▸ Source records
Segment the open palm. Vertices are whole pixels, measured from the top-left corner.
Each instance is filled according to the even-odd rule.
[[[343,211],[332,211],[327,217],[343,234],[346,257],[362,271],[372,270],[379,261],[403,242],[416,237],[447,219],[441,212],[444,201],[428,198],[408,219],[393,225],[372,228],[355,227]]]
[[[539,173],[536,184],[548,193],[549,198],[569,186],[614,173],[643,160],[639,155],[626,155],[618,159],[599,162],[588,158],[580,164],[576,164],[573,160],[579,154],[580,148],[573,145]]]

...

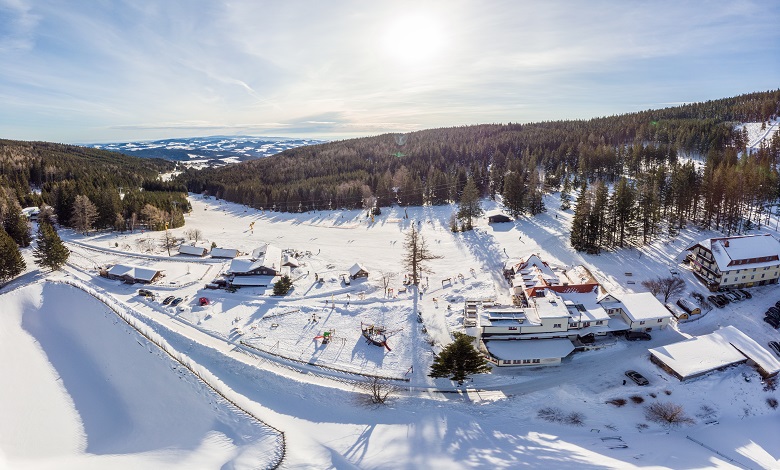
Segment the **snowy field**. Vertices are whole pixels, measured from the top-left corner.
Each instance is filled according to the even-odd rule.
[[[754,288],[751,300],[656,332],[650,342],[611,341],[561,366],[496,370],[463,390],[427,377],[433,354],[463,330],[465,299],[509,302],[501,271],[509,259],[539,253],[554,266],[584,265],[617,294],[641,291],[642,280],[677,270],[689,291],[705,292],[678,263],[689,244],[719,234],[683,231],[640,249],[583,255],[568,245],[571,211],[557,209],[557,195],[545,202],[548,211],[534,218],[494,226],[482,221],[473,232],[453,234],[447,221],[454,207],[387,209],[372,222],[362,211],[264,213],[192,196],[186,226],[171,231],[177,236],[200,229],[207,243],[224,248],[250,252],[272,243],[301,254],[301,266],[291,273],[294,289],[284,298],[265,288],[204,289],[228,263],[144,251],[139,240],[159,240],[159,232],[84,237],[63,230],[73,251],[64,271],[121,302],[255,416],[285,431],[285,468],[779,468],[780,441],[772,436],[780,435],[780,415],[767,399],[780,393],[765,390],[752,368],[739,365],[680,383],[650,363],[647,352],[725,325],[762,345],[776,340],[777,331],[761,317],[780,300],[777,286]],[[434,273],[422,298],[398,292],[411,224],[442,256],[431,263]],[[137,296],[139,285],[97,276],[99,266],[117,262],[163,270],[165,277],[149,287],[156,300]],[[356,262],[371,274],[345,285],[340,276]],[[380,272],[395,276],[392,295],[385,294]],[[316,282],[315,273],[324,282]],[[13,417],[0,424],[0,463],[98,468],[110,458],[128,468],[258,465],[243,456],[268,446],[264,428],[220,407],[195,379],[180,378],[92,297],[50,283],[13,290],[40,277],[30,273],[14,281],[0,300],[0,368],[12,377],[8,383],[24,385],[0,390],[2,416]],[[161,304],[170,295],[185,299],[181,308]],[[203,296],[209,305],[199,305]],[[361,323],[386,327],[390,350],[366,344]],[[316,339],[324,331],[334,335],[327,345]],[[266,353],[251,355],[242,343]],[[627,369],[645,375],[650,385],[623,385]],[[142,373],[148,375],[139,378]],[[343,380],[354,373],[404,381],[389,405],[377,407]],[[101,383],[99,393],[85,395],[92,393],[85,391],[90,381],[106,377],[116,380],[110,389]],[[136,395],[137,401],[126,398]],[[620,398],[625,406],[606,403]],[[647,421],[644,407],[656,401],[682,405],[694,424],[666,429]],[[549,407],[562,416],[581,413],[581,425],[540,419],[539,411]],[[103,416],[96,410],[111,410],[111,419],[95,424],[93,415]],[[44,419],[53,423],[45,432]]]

==

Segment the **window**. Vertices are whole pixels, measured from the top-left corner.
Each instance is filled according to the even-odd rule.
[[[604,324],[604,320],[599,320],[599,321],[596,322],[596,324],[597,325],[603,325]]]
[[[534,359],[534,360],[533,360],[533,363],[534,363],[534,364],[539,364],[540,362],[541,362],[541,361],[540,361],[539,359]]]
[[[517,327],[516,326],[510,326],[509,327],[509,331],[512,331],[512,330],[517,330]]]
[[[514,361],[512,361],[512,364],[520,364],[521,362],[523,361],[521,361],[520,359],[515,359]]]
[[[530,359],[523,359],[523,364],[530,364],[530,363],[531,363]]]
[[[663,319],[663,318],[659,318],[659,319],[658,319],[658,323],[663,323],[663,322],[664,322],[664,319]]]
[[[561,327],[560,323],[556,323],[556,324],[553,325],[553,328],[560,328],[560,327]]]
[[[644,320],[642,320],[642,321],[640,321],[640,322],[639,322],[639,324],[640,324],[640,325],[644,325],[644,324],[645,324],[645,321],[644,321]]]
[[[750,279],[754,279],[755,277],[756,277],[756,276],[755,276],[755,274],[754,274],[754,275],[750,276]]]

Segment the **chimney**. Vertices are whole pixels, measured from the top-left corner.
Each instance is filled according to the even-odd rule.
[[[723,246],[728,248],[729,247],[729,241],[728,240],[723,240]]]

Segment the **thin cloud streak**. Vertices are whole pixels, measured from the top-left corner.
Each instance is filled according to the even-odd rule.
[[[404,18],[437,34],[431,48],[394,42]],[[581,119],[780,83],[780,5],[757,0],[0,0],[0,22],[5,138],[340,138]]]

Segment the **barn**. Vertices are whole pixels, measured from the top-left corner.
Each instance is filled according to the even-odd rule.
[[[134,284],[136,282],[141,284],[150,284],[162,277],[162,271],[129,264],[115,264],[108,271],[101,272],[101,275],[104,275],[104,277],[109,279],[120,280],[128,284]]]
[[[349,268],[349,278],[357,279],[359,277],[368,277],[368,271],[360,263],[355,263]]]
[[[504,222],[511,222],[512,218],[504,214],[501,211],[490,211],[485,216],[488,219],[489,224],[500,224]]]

▸ What the task requires
Copy out all lines of the listing above that include "from".

▸ Response for this exercise
Segment the open palm. Vertices are whole pixels, measured from the top-left corner.
Segment the **snowy field**. Vertices are whole pixels, measured from the top-left corner.
Segment the **window**. Vertices are whole pixels, measured from the top-left corner.
Segment the **chimney**. Vertices are whole pixels, measured from the top-left corner.
Segment the **thin cloud streak**. Vertices are whole pixels, measured from the top-left corner.
Segment the **barn**. Vertices are whole pixels, measured from the top-left corner.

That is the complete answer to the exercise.